▸ **What the task requires**
Retype all of the material below, line for line, keeping every character the same.

▸ **Excerpted data**
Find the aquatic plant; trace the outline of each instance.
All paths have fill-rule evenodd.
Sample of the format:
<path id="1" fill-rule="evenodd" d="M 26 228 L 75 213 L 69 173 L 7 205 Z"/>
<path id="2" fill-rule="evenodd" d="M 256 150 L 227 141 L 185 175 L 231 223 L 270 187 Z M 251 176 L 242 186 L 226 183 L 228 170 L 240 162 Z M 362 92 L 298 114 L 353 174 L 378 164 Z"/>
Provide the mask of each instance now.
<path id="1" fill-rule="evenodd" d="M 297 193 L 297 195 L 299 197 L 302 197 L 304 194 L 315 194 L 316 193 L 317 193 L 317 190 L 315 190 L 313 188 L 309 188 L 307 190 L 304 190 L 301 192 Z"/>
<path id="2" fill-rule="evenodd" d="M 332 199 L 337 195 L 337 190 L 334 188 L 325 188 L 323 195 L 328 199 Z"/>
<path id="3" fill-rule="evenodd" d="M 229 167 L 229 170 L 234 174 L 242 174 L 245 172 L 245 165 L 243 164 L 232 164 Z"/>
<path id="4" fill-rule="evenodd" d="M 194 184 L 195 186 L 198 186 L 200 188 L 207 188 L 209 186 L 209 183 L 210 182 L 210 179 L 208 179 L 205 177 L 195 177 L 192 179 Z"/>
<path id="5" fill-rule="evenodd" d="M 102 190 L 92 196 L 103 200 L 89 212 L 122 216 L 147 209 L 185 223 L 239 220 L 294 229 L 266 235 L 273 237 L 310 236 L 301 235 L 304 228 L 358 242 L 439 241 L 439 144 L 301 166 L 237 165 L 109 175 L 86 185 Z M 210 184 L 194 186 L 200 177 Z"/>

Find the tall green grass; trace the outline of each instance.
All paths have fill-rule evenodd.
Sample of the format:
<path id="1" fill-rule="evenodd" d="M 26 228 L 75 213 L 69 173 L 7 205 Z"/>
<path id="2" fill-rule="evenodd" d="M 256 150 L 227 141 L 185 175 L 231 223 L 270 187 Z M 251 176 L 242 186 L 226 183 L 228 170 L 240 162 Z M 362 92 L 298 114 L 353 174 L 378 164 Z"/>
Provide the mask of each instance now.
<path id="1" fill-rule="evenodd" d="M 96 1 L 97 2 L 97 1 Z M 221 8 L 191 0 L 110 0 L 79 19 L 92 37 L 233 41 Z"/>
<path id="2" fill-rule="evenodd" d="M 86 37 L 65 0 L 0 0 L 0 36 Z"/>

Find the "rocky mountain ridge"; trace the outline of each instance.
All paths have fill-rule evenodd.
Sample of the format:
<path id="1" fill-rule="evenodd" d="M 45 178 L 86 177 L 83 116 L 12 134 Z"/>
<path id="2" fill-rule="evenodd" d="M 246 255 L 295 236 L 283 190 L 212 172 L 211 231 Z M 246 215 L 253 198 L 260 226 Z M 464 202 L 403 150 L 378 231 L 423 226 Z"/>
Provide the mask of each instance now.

▸ **The result**
Find the aquatic plant; trace the outline of each instance.
All paths have fill-rule evenodd.
Sample of the format:
<path id="1" fill-rule="evenodd" d="M 26 228 L 75 213 L 69 173 L 7 205 Z"/>
<path id="2" fill-rule="evenodd" d="M 256 150 L 227 141 L 185 175 L 231 223 L 270 187 Z M 251 176 L 242 186 L 226 183 L 228 170 L 240 162 Z M 362 92 L 298 114 L 353 174 L 378 164 Z"/>
Provide the mask of each instance now.
<path id="1" fill-rule="evenodd" d="M 297 193 L 297 195 L 299 197 L 302 197 L 304 194 L 315 194 L 316 193 L 317 193 L 317 190 L 315 190 L 313 188 L 309 188 L 307 190 L 304 190 L 301 192 Z"/>
<path id="2" fill-rule="evenodd" d="M 332 199 L 337 195 L 337 190 L 334 188 L 325 188 L 323 195 L 328 199 Z"/>
<path id="3" fill-rule="evenodd" d="M 229 167 L 229 170 L 234 174 L 242 174 L 245 172 L 245 165 L 243 164 L 232 164 Z"/>
<path id="4" fill-rule="evenodd" d="M 194 184 L 195 186 L 198 186 L 200 188 L 207 188 L 209 186 L 209 183 L 210 182 L 210 179 L 208 179 L 205 177 L 195 177 L 192 179 Z"/>
<path id="5" fill-rule="evenodd" d="M 102 190 L 92 196 L 103 200 L 89 212 L 122 216 L 147 209 L 185 223 L 239 220 L 294 229 L 266 235 L 273 237 L 310 236 L 301 235 L 304 228 L 358 242 L 439 241 L 439 144 L 301 166 L 237 165 L 109 175 L 86 185 Z M 210 184 L 194 186 L 200 177 Z"/>

Find the tall green grass; trace the outline of each instance.
All paths have fill-rule evenodd.
Sample of the format:
<path id="1" fill-rule="evenodd" d="M 26 228 L 75 213 L 69 173 L 7 205 Z"/>
<path id="2" fill-rule="evenodd" d="M 256 150 L 227 141 L 185 175 L 231 223 L 270 187 Z M 251 176 L 242 186 L 226 183 L 228 170 L 240 162 Z M 362 92 L 298 114 L 353 174 L 378 164 Z"/>
Provide the mask of each instance now.
<path id="1" fill-rule="evenodd" d="M 96 1 L 97 2 L 97 1 Z M 221 8 L 191 0 L 110 0 L 79 19 L 92 37 L 233 41 Z"/>
<path id="2" fill-rule="evenodd" d="M 86 37 L 65 0 L 0 0 L 0 36 Z"/>

Find the "rocky mountain ridge"; trace the outline of each instance.
All paths have fill-rule evenodd.
Sample of the format:
<path id="1" fill-rule="evenodd" d="M 45 178 L 86 177 L 83 116 L 12 134 Z"/>
<path id="2" fill-rule="evenodd" d="M 246 255 L 295 236 L 283 190 L 212 172 L 211 231 Z M 246 215 L 253 198 L 260 226 Z M 464 202 L 403 150 L 378 231 L 423 226 Z"/>
Provide the mask of each instance now.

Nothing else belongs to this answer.